◆ Given problem ◆
Reproduce the listing below word for word, leaving out the pictures.

◆ Dataset records ◆

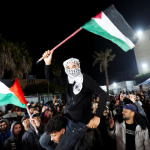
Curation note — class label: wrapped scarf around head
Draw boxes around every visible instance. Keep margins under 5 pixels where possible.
[63,58,83,95]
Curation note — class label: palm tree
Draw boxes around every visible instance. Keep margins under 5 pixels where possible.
[0,36,32,78]
[93,49,116,98]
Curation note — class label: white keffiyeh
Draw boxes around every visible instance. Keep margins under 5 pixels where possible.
[63,58,83,95]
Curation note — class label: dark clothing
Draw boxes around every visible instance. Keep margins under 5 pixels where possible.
[4,121,23,150]
[98,115,116,150]
[14,116,22,122]
[45,65,107,124]
[0,119,11,147]
[126,123,136,150]
[40,117,89,150]
[22,124,44,150]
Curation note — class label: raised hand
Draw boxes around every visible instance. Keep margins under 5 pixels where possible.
[43,50,53,65]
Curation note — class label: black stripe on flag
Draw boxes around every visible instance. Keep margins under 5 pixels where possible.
[103,5,138,45]
[0,79,15,88]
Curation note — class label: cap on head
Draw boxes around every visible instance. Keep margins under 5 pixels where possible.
[63,58,80,68]
[121,104,137,113]
[32,113,40,118]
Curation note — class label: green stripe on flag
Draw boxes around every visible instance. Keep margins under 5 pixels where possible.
[0,93,26,108]
[82,19,131,52]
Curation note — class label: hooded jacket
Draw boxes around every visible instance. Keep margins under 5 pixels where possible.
[0,119,11,147]
[22,123,44,150]
[45,65,107,124]
[108,121,150,150]
[4,121,24,150]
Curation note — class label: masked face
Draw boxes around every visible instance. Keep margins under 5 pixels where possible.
[50,128,65,143]
[0,122,7,132]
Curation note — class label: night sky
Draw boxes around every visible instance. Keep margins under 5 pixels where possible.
[0,0,150,85]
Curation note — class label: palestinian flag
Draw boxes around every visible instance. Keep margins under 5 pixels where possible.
[81,5,138,51]
[0,79,27,108]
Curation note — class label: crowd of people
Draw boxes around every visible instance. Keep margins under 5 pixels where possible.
[0,50,150,150]
[0,92,150,150]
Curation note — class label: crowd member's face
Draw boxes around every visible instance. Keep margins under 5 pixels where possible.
[136,96,140,100]
[66,63,79,69]
[14,124,21,136]
[22,118,30,129]
[122,108,134,120]
[47,111,52,118]
[49,107,52,111]
[141,92,143,95]
[17,111,21,116]
[35,107,39,111]
[57,107,60,111]
[50,128,65,143]
[33,110,39,114]
[96,97,99,102]
[0,122,7,132]
[103,108,109,117]
[34,116,41,123]
[30,108,34,114]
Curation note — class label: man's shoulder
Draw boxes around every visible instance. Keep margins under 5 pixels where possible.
[83,73,93,80]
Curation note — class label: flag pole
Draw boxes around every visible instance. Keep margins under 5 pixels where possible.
[36,27,82,64]
[26,104,38,133]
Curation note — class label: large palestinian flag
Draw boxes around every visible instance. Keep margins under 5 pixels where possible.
[81,5,138,51]
[0,79,27,108]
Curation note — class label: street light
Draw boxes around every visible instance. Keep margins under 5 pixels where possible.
[113,82,117,86]
[137,30,143,35]
[142,64,147,68]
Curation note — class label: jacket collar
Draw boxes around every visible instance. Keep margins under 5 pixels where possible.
[121,121,142,132]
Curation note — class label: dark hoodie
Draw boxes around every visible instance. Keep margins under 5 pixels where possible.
[4,121,23,150]
[0,119,11,147]
[22,123,44,150]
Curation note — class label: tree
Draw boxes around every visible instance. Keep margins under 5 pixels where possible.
[93,49,116,98]
[0,36,32,79]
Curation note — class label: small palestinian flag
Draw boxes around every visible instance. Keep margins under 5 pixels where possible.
[0,79,27,108]
[81,5,138,51]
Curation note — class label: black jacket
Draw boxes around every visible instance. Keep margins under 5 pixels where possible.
[22,124,44,150]
[4,121,24,150]
[45,65,107,124]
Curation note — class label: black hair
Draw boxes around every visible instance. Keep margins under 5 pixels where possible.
[45,116,67,134]
[134,113,149,130]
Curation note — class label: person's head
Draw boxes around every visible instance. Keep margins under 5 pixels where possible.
[45,116,67,143]
[17,110,21,117]
[35,106,40,111]
[13,123,22,137]
[15,107,19,111]
[21,116,30,131]
[136,94,140,101]
[33,109,40,114]
[140,92,143,95]
[121,104,137,120]
[0,120,7,133]
[29,106,34,115]
[103,106,109,117]
[0,116,3,120]
[56,106,60,111]
[32,114,41,123]
[63,58,81,78]
[44,110,53,124]
[96,97,99,102]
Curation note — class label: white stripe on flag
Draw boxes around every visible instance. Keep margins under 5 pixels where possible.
[0,81,13,94]
[93,12,135,49]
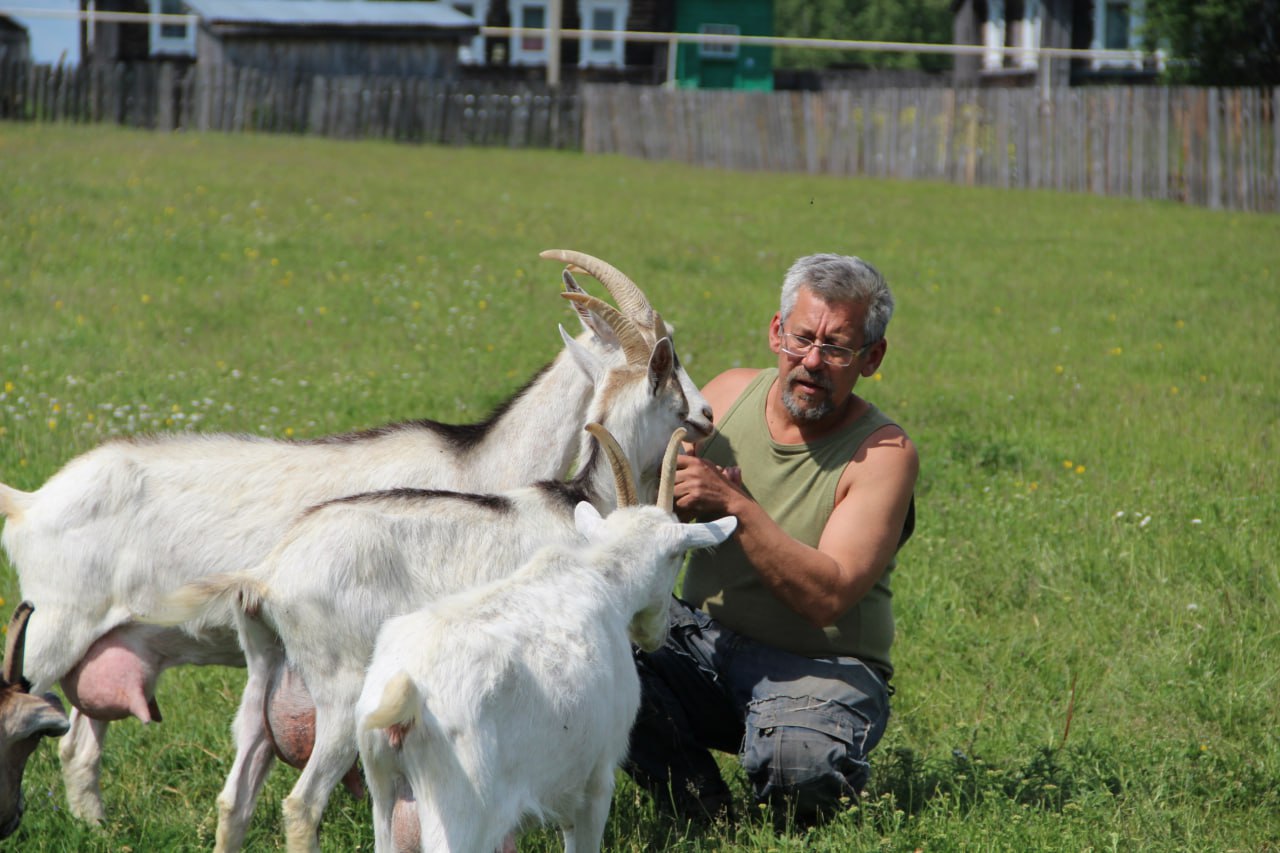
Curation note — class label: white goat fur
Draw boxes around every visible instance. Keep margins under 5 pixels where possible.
[148,327,687,850]
[356,503,736,853]
[0,251,710,822]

◆ Written solution ◆
Curation note — class label: wrapped scarf around head
Draw boxes around every visible instance. Keep margins under 5 pixels where possible.
[63,58,83,95]
Curation note — class label: palm tree
Draw boxes around every visible instance. Keep margins under 5 pixels where possible.
[0,36,32,78]
[93,49,116,98]
Curation note — class label: white keffiyeh
Draw boxes around every visible instance. Keep margins under 5 pixels where possible.
[63,58,83,95]
Curation note — class label: dark clothing
Draw boxes around every visible instance. Keep margins under 5 pixels where possible.
[4,121,23,150]
[98,115,116,150]
[14,116,22,122]
[45,65,107,124]
[0,119,11,147]
[126,123,136,150]
[40,117,89,150]
[22,124,44,150]
Curation note — class label: raised hand
Draw boxes around every visible instance. Keep margins under 5 pixels where possible.
[43,50,53,65]
Curation note — class label: black stripe on flag
Draw boxes around every visible instance. Keep margins under 5 pixels where possible.
[103,5,138,45]
[0,79,15,88]
Curation note — class label: cap on head
Draw boxes around every visible instance. Keep margins under 5 pixels where possible.
[63,58,80,68]
[121,104,137,113]
[32,113,40,118]
Curation note — class label: green stripe on flag
Draw boxes around every visible instance. Keep margins under 5 pixels where possible.
[0,93,26,108]
[82,19,131,52]
Curation note — class label: hooded jacket
Draw boxes around every visible instance. Keep margins under 5 pixels where possible.
[0,119,11,147]
[22,123,44,150]
[45,65,107,124]
[108,121,150,150]
[4,121,24,150]
Curation note — class label: masked face
Draw boxes around every visible instance. Keep margins under 5 pixels where possible.
[50,128,65,143]
[0,122,7,132]
Curation note — class label: night sky
Draw boxes around every visible instance. Keep margins under 5 pixels where possible.
[0,0,150,85]
Curation note — class label: palestinian flag
Draw boxes around every visible instance. Keep margins under 5 pixels where possible.
[81,5,138,51]
[0,79,27,108]
Curation note — class label: crowd of people
Draw boxes around every visible instance. Keep margins under 5 pixels where possible.
[0,50,150,150]
[0,92,150,150]
Curation note — class label: crowd member's face
Draw boxes around every visible instance. Keep margins under 5 pixels where possible.
[136,96,140,100]
[66,63,79,69]
[14,124,21,136]
[22,118,30,129]
[122,108,134,120]
[47,111,52,118]
[49,107,52,111]
[141,92,143,95]
[17,111,21,116]
[35,107,39,111]
[57,107,60,111]
[50,128,65,143]
[33,110,39,114]
[96,97,99,102]
[0,122,7,132]
[103,108,109,117]
[34,116,41,123]
[30,108,34,114]
Curation note — class label: man's shoulder
Draw boxes around every visible instance. Keep margins under 5 pixels where possible.
[83,73,93,80]
Curation note — class label: flag pole
Draw boxes around every visible instance. Keep margins under 5 pixels where possible.
[36,27,82,64]
[26,104,38,133]
Curation note — class label: large palestinian flag
Draw boxes around every visible instance. Keep margins under 5 pixels where possible.
[81,5,138,51]
[0,79,27,108]
Curation note — class label: street light
Draw boxes around every visible instance. Keep margins under 5 pixels where possible.
[113,82,117,86]
[137,30,143,35]
[142,64,147,68]
Curation note — class label: jacket collar
Draw boxes around every visible instance. Keep margins under 5 pixels where possible.
[121,121,142,132]
Curation note — class label: dark hoodie
Draw boxes around every visible instance. Keep margins under 5 pixels where possible.
[4,121,23,150]
[0,119,11,147]
[22,123,44,150]
Curation note — class label: tree
Draw boxes around every visible instance. Keep margins under 5 pixels where possible.
[93,49,116,98]
[0,36,32,79]
Curation note — class label: small palestinian flag
Draw boxes around every visible instance. Keep margins under 5 pixels where possible.
[0,79,27,108]
[81,5,138,51]
Curation note — class label: black jacket
Draw boxes around every visible instance. Keep margins under 5 pixels where possible.
[22,124,44,150]
[4,121,24,150]
[45,65,107,124]
Curation note — class label: black hair
Draw boxes around every visible instance. Keep margins under 5 pixels where possible.
[45,116,67,134]
[134,113,149,130]
Curation note — class label: person's head
Draw boxes around every visible instance. Keep margins under 5 pixels where possible.
[45,116,67,143]
[17,110,21,117]
[35,106,40,111]
[13,123,22,137]
[15,107,19,111]
[21,116,30,131]
[136,94,140,101]
[33,109,40,114]
[140,92,143,95]
[121,104,137,120]
[0,120,7,133]
[29,106,34,115]
[103,106,109,117]
[0,116,3,120]
[56,106,60,111]
[32,114,41,123]
[63,58,81,78]
[44,110,53,124]
[96,97,99,102]
Curation note — class label: white stripe on flag
Draw boxes around every visible instance. Keep margins under 5 pixels where possible.
[0,81,13,94]
[93,12,135,49]
Curation note — class label: white goat fur
Draw boxes around every visible instance. Keep margins under 5 pixels where possible.
[148,327,687,850]
[356,503,736,853]
[0,251,710,822]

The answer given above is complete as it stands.